OBJETIVO DO EXERCÍCIO >> Você pode transcrever, sem nenhuma alteração, o trecho do texto sobre a reforma da Previdência que vai de “Maria Lucia Fattorelli, Auditora” até “pela Assistência Social.”, inclusive?

TRECHO DO TEXTO >>
────────────────────────────────────────

Por Josué Vidal Pereira*
A reforma da Previdência constitui-se num daqueles temas que muito se fala, mas pouco se entende. Da parte do Governo Federal observa-se um esforço fenomenal por meio de altíssimos gastos com publicidade para convencer os trabalhadores acerca da necessidade de dificultar seu acesso aos benefícios ou reduzir supostos “privilégios” de certos grupos, sob o argumento de que o atual modelo previdenciário não é sustentável no longo prazo.
Por sua vez o Sistema Financeiro nacional e internacional, ávido por abocanhar uma fatia cada vez maior do mercado previdenciário, em cujos títulos de previdência privada têm-se um exemplo mais concreto de sua rentabilidade, determinam – por meio de seus agentes que controlam as Instituições e políticas econômicas, a exemplo do Ministro da Fazenda Henrique Meireles, a reestruturação do sistema previdenciário nacional, que passam a repetir dioturnamente a cantilena de que se não reformar vai quebrar. Afinado com o discurso dos banqueiros, os supostos “especialistas” da TV e das mídias em geral nos aterrorizam todos os dias, dizendo que os mercados estão “nervosos” e que é necessário realizar a reforma para que eles se “acalmem”.
Ora, e como fica a situação dos aposentados que ganham um salário mínimo ao mês e agora se vêem ameaçados por um governo ilegítimo de inclusive terem o valor de suas aposentadorias desvinculadas do reajuste do salário mínimo? E os trabalhadores rurais que se vêem igualmente ameaçados da obrigação de contribuir com a seguridade, para garantir o direito à aposentadoria? Não têm eles o direito de ficarem nervosos também? Não pretendo aqui aprofundar essa questão, até por que os índices de aprovação do atual governo – os piores da história republicana mostram precisamente o nível de discordância da população com suas políticas.
Contudo, deve-se atentar para os discursos que são forjados pela propaganda patronal-midiático-governamental em vista da defesa da suposta necessidade da Reforma da Previdência, pois caso contrário corre-se o risco de se cair nas armadilhas da velha máxima nazista, segundo a qual uma mentira repetida mil vezes torna-se verdade. Aliás, influenciados com esse tipo de propaganda, não raro ouve-se cidadãos defender a tese do governo, jogando a culpa do “suposto” rombo da previdência para os funcionários públicos, que seria a suposta “casta” de privilegiados.
Maria Lucia Fattorelli, Auditora da Receita Federal do Brasil e Coordenadora Nacional da Auditoria Cidadã da Dívida, explica que a complexa questão previdenciária brasileira, estabelecida pela Constituição de 1988, só pode ser corretamente compreendida nos aspectos de sua organização e do seu financiamento, dentro do Sistema de Seguridade Social, que é composto indissociavelmente pela própria Previdência Social, pela Saúde e pela Assistência Social.

────────────────────────────────────────

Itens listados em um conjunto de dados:

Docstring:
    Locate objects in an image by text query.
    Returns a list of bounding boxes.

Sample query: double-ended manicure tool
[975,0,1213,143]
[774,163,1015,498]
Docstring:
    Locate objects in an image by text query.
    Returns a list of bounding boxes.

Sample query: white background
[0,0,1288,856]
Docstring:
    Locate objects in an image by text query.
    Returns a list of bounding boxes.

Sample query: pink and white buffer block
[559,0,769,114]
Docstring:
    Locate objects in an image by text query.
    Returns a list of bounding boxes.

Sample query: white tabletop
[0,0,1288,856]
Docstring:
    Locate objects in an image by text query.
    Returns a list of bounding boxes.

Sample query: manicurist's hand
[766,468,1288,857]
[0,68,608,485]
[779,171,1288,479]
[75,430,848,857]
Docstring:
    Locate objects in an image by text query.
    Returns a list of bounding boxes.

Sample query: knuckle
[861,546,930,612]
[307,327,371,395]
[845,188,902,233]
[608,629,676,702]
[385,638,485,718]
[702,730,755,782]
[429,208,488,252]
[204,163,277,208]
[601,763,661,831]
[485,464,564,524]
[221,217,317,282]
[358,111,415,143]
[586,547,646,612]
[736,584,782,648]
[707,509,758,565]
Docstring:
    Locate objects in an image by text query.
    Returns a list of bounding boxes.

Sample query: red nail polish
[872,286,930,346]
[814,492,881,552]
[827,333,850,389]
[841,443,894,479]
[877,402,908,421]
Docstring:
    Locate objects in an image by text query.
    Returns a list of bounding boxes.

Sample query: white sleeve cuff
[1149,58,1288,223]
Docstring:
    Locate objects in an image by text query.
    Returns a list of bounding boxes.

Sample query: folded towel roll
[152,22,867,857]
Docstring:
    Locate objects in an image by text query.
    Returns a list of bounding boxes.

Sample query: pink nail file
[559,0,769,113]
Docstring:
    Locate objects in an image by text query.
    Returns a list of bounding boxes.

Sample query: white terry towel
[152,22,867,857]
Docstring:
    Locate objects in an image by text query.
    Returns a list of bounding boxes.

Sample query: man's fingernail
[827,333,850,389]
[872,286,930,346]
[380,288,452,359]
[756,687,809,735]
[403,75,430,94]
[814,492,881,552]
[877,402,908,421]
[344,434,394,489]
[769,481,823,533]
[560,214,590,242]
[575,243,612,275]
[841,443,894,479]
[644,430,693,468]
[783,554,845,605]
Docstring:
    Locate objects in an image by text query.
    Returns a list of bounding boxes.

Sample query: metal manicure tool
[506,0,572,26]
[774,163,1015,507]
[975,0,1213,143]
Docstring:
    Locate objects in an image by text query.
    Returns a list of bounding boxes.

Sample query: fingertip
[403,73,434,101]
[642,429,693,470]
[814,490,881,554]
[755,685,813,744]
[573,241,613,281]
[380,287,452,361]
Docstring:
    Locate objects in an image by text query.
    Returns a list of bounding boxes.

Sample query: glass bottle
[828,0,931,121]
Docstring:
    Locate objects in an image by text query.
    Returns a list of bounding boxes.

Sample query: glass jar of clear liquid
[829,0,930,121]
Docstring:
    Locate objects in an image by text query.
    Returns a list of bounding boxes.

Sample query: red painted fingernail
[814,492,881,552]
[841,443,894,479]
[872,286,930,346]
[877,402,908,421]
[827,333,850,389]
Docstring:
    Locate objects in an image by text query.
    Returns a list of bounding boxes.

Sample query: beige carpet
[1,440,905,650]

────────────────────────────────────────

RESULTADO >>
Maria Lucia Fattorelli, Auditora da Receita Federal do Brasil e Coordenadora Nacional da Auditoria Cidadã da Dívida, explica que a complexa questão previdenciária brasileira, estabelecida pela Constituição de 1988, só pode ser corretamente compreendida nos aspectos de sua organização e do seu financiamento, dentro do Sistema de Seguridade Social, que é composto indissociavelmente pela própria Previdência Social, pela Saúde e pela Assistência Social.